→ What needs to be done
Scan the records for the string "below" and state how many lines contain it, using the number alone.

→ Data
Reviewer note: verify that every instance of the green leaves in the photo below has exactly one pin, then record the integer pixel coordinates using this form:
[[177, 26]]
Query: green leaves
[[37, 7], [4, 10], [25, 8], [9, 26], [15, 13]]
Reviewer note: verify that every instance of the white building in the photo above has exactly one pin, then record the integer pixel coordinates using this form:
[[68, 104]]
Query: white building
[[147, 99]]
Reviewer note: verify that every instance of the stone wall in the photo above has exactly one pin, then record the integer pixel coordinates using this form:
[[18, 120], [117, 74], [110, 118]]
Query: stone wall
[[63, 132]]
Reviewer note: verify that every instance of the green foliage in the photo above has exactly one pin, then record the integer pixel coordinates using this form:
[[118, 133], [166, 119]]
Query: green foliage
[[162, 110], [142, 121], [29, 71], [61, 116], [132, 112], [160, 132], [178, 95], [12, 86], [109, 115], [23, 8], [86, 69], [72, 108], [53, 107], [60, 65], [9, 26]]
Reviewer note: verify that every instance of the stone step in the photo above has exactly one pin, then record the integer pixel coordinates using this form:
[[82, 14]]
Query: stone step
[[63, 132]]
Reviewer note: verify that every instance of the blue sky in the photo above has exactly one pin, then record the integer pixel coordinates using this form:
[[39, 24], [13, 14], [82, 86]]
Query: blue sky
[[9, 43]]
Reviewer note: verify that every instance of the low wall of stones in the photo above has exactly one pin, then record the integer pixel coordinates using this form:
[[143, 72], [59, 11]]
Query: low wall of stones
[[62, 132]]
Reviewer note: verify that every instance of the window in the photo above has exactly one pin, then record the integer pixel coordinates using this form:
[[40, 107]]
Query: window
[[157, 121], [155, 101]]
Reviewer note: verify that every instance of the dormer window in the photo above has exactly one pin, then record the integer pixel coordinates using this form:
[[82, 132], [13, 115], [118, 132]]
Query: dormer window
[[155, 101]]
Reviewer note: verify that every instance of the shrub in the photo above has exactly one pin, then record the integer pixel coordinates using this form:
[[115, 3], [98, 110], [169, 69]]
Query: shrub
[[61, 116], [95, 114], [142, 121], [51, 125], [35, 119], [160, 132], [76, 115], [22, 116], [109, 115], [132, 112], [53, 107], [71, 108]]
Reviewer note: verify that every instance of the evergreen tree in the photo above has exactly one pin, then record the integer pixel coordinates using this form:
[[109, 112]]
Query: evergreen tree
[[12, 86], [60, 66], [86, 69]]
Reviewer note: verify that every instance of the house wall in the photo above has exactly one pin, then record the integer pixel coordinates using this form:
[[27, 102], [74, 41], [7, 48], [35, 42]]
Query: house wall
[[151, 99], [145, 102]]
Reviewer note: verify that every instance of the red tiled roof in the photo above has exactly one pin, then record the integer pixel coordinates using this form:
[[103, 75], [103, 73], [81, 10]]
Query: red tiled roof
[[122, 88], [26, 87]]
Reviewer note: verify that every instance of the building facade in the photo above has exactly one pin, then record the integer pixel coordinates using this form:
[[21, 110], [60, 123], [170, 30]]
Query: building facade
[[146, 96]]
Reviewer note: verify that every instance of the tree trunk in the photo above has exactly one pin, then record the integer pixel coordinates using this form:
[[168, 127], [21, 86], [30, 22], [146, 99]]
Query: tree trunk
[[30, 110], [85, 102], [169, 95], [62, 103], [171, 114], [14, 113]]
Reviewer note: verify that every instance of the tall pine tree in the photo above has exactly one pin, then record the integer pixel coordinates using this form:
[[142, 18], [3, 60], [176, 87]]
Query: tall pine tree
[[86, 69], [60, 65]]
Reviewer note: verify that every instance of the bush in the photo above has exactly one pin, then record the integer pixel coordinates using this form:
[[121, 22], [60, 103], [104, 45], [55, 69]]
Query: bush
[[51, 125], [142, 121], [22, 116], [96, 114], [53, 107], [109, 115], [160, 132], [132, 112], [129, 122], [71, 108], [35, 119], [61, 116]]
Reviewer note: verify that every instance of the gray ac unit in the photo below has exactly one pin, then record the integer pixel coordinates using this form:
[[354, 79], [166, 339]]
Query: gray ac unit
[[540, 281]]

→ Exercise result
2